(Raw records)
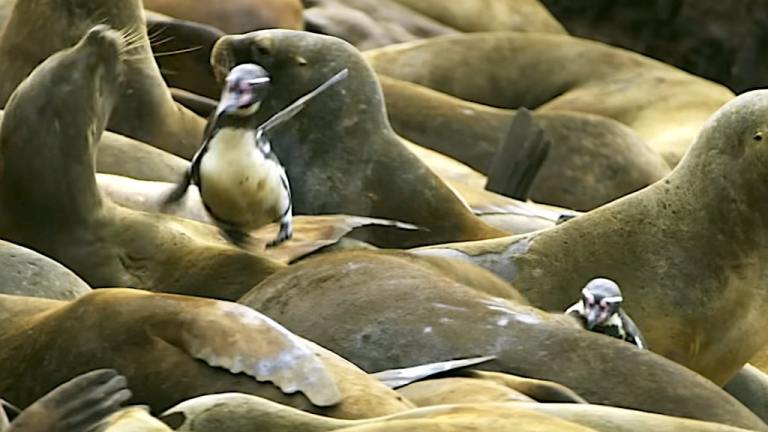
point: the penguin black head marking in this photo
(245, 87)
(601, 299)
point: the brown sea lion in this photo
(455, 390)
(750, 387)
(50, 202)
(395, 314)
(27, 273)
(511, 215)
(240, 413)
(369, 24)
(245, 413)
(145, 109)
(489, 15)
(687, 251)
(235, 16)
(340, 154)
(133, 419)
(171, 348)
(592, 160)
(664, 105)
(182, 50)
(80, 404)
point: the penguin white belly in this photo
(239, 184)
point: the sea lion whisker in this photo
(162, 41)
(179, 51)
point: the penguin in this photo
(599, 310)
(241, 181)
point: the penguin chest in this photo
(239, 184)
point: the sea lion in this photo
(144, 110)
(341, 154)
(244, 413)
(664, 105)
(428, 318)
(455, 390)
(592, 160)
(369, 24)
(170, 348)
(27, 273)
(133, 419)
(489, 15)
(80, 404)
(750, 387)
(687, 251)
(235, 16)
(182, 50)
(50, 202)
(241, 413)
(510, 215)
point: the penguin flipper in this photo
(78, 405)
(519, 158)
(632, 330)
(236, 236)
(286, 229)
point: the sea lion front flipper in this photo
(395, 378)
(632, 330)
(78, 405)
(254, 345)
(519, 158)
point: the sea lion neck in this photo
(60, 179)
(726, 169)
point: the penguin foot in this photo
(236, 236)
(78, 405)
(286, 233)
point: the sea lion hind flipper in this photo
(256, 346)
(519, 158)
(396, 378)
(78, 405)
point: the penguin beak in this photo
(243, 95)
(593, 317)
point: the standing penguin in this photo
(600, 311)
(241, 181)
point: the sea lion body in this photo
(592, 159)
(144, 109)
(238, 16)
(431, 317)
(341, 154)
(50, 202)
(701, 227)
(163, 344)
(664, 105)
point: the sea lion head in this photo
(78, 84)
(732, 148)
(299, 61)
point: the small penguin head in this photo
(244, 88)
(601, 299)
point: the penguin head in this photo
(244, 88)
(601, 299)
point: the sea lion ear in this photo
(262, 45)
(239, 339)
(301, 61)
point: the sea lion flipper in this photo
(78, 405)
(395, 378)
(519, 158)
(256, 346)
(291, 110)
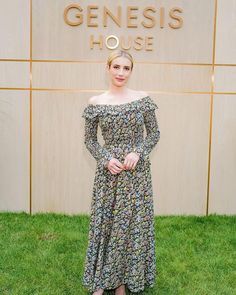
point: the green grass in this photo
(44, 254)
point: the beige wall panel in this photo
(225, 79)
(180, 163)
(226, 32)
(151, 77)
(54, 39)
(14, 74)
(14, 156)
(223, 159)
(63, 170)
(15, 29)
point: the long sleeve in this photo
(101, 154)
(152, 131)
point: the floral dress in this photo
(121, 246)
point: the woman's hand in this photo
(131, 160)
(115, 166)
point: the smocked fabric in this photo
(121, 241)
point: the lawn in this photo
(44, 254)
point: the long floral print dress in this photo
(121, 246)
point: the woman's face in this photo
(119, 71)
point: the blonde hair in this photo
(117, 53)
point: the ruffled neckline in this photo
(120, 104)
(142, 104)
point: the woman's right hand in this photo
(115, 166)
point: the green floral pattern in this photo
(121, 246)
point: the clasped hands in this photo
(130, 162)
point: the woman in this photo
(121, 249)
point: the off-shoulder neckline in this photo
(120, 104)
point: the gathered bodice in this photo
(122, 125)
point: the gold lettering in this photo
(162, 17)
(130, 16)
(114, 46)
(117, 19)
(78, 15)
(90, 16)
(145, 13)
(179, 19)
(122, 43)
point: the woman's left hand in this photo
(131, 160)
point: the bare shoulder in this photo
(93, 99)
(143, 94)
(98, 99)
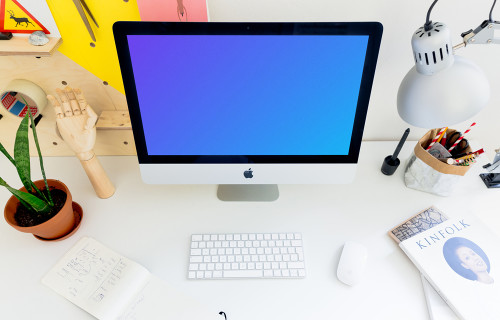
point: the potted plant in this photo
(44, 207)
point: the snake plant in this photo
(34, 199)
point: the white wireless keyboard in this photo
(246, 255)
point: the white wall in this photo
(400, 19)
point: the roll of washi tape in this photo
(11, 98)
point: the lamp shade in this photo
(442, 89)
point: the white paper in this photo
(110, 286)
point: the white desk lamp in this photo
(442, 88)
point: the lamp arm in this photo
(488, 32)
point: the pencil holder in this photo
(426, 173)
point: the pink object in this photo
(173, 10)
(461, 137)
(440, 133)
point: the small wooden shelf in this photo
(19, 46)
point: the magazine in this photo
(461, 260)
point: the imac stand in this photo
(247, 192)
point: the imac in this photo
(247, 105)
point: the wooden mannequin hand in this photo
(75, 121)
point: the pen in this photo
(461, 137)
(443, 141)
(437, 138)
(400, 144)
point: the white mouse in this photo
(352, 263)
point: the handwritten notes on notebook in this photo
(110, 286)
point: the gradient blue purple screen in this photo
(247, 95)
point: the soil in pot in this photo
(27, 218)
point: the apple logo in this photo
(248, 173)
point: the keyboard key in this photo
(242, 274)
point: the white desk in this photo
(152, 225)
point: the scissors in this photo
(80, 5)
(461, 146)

Work instructions →
Print all of the records shown above exactly, leaving out each picture.

Solution below →
point: the penguin black head marking in this photo
(245, 87)
(601, 299)
point: the brown sea lion in this photo
(455, 390)
(750, 387)
(50, 202)
(395, 314)
(27, 273)
(511, 215)
(240, 413)
(369, 24)
(245, 413)
(145, 109)
(489, 15)
(687, 251)
(235, 16)
(340, 154)
(133, 419)
(171, 348)
(592, 160)
(664, 105)
(182, 50)
(80, 404)
point: the penguin white belly in this photo
(239, 184)
point: the sea lion whisker in this photo
(162, 41)
(179, 51)
point: the penguin in this photo
(599, 310)
(241, 181)
point: the penguin chest in this photo
(239, 184)
point: the sea lion in this photo
(144, 110)
(341, 154)
(244, 413)
(664, 105)
(428, 318)
(455, 390)
(592, 160)
(369, 24)
(170, 348)
(27, 273)
(133, 419)
(489, 15)
(80, 404)
(750, 387)
(687, 251)
(235, 16)
(182, 50)
(50, 202)
(241, 413)
(510, 215)
point: the penguin flipper in this photo
(78, 405)
(519, 158)
(632, 330)
(236, 236)
(286, 229)
point: the sea lion front flipper in this photo
(395, 378)
(632, 330)
(78, 405)
(254, 345)
(519, 158)
point: the sea lion neck in this photo
(60, 179)
(726, 169)
point: the penguin foot in this photo
(236, 236)
(78, 405)
(286, 233)
point: the sea lion hind flipper in this photo
(256, 346)
(519, 158)
(396, 378)
(78, 405)
point: the penguin beak in this photo
(243, 95)
(593, 317)
point: the standing penguin in this photo
(600, 311)
(241, 181)
point: the sea lion body in this photo
(592, 159)
(144, 109)
(238, 16)
(431, 317)
(341, 154)
(50, 202)
(701, 227)
(163, 344)
(664, 105)
point: the sea lion head in this photo
(78, 84)
(732, 148)
(299, 61)
point: the small penguin head in this photo
(244, 88)
(601, 299)
point: the penguin head in this photo
(244, 88)
(601, 299)
point: the sea lion ear in this photo
(262, 45)
(239, 339)
(301, 61)
point: the sea lion flipper in this photo
(78, 405)
(395, 378)
(519, 158)
(256, 346)
(291, 110)
point: the green grass in this photo
(44, 254)
point: the beige wall panel in this photo
(225, 79)
(180, 163)
(226, 32)
(151, 77)
(54, 39)
(14, 74)
(14, 156)
(223, 159)
(63, 170)
(15, 29)
point: the long sleeve in this photo
(101, 154)
(152, 131)
point: the floral dress in this photo
(121, 246)
point: the woman's hand in this photo
(131, 160)
(115, 166)
point: the smocked fabric in this photo
(121, 241)
point: the lawn in this photo
(44, 254)
point: the long floral print dress in this photo
(121, 246)
point: the woman's face in this photo
(119, 71)
point: the blonde hair in this photo
(117, 53)
point: the ruffled neckline in this photo
(120, 104)
(142, 104)
point: the woman's right hand in this photo
(115, 166)
point: the green floral pattern in this photo
(121, 246)
point: the clasped hands in this photo
(130, 162)
point: the woman in this photo
(121, 249)
point: the off-shoulder neckline in this photo
(120, 104)
point: the gathered bodice in this photo
(122, 125)
point: the gold lettering in this photo
(162, 17)
(130, 16)
(114, 46)
(117, 19)
(78, 15)
(90, 16)
(145, 13)
(179, 19)
(122, 43)
point: the woman's left hand in this photo
(131, 160)
point: the bare shoulder in this photo
(93, 99)
(143, 94)
(98, 99)
point: the potted plant in this photo
(44, 207)
point: the snake plant in this photo
(34, 199)
point: the white wireless keyboard in this photo
(246, 255)
point: the white wall in this photo
(400, 19)
point: the roll of washi tape in this photo
(11, 98)
point: the lamp shade in this photo
(442, 89)
point: the white paper in this photo
(110, 286)
point: the white desk lamp in this photo
(442, 88)
point: the lamp arm in this photo
(488, 32)
point: the pencil holder in this photo
(426, 173)
point: the pink object in this photo
(173, 10)
(461, 137)
(440, 133)
point: the small wooden shelf in this photo
(19, 46)
point: the magazine in this photo
(461, 260)
point: the imac stand in this photo
(247, 192)
point: the imac in this photo
(247, 105)
point: the wooden mannequin hand in this photo
(75, 121)
point: the pen in this photo
(461, 137)
(443, 141)
(437, 138)
(400, 144)
point: the white mouse in this photo
(352, 263)
point: the handwritten notes on notebook in this photo
(110, 286)
point: the gradient blue purple screen in this photo
(247, 95)
point: the soil in pot in this photo
(27, 218)
point: the apple logo in this photo
(248, 173)
point: the keyboard key in this photo
(242, 274)
point: the white desk in this photo
(152, 225)
point: the scissors in this photo
(80, 5)
(461, 146)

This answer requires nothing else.